**Selected excerpt**

[Start]

From 1d0acb7912cf7ffdeb2e5be884d1c619b0b2e9fe Mon Sep 17 00:00:00 2001
From: thodson-usgs <thodson@usgs.gov>
Date: Tue, 26 May 2026 21:14:41 -0500
Subject: [PATCH 2/2] refactor(waterdata): maintainer polish for chunk retries

---
 dataretrieval/waterdata/_progress.py |  20 ++-
 dataretrieval/waterdata/chunking.py  | 218 ++++++++++++++++-----------
 tests/waterdata_chunking_test.py     |  68 ++++++++-
 tests/waterdata_progress_test.py     |  20 +++
 4 files changed, 235 insertions(+), 91 deletions(-)

diff --git a/dataretrieval/waterdata/_progress.py b/dataretrieval/waterdata/_progress.py
index 7104f3af..e529d6d3 100644
--- a/dataretrieval/waterdata/_progress.py
+++ b/dataretrieval/waterdata/_progress.py
@@ -157,10 +157,17 @@ def add_page(self, rows: int = 0) -> None:
     def note_retry(self, *, attempt: int, wait: float) -> None:
         """Show that a sub-request is backing off before retry ``attempt``.

[End]

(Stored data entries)

[Start]

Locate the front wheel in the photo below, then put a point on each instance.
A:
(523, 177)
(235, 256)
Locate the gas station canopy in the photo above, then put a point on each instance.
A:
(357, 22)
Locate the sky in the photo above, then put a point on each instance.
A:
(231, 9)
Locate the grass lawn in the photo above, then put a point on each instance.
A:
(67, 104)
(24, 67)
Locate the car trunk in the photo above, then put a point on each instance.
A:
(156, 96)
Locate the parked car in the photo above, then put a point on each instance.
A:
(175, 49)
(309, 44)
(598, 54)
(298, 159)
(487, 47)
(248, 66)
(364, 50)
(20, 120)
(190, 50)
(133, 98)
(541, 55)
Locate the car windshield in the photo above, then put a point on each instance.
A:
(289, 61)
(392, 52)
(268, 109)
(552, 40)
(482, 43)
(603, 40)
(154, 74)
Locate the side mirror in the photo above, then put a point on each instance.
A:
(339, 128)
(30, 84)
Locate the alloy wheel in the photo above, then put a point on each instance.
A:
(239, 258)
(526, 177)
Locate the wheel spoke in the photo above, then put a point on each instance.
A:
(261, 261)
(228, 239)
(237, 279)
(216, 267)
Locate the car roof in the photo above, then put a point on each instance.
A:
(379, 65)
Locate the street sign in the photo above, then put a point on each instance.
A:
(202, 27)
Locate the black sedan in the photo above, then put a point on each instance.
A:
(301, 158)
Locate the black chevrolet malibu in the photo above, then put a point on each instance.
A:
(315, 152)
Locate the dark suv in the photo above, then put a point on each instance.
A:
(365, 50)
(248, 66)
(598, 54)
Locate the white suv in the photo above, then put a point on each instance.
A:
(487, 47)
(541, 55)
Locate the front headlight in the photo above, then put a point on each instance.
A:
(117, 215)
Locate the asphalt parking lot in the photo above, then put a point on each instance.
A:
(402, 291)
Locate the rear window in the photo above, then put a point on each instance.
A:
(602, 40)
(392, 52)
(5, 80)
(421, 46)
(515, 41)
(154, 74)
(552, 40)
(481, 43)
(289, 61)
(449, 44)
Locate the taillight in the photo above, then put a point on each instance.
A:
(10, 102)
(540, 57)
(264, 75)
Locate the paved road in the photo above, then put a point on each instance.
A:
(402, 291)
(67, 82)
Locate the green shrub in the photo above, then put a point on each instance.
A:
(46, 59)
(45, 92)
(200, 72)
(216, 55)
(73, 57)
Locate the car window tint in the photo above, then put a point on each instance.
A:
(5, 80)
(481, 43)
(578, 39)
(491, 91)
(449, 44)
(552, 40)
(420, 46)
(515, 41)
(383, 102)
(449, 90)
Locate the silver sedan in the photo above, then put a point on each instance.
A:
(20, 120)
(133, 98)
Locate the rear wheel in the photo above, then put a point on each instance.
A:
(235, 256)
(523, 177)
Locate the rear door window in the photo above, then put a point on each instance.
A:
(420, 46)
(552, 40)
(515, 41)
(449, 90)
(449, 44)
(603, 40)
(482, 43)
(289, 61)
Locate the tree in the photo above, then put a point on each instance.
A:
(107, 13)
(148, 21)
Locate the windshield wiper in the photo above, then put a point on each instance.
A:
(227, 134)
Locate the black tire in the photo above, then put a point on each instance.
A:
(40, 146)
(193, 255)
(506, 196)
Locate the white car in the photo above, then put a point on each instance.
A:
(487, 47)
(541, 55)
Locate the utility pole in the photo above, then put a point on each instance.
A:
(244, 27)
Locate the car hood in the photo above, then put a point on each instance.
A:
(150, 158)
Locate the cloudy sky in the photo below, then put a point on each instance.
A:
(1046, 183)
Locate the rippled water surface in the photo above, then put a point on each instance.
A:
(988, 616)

[End]

**Given problem**
Can you reproduce the entire patch excerpt above verbatim, from its first line to its last?

**Answer to this task**
From 1d0acb7912cf7ffdeb2e5be884d1c619b0b2e9fe Mon Sep 17 00:00:00 2001
From: thodson-usgs <thodson@usgs.gov>
Date: Tue, 26 May 2026 21:14:41 -0500
Subject: [PATCH 2/2] refactor(waterdata): maintainer polish for chunk retries

---
 dataretrieval/waterdata/_progress.py |  20 ++-
 dataretrieval/waterdata/chunking.py  | 218 ++++++++++++++++-----------
 tests/waterdata_chunking_test.py     |  68 ++++++++-
 tests/waterdata_progress_test.py     |  20 +++
 4 files changed, 235 insertions(+), 91 deletions(-)

diff --git a/dataretrieval/waterdata/_progress.py b/dataretrieval/waterdata/_progress.py
index 7104f3af..e529d6d3 100644
--- a/dataretrieval/waterdata/_progress.py
+++ b/dataretrieval/waterdata/_progress.py
@@ -157,10 +157,17 @@ def add_page(self, rows: int = 0) -> None:
     def note_retry(self, *, attempt: int, wait: float) -> None:
         """Show that a sub-request is backing off before retry ``attempt``.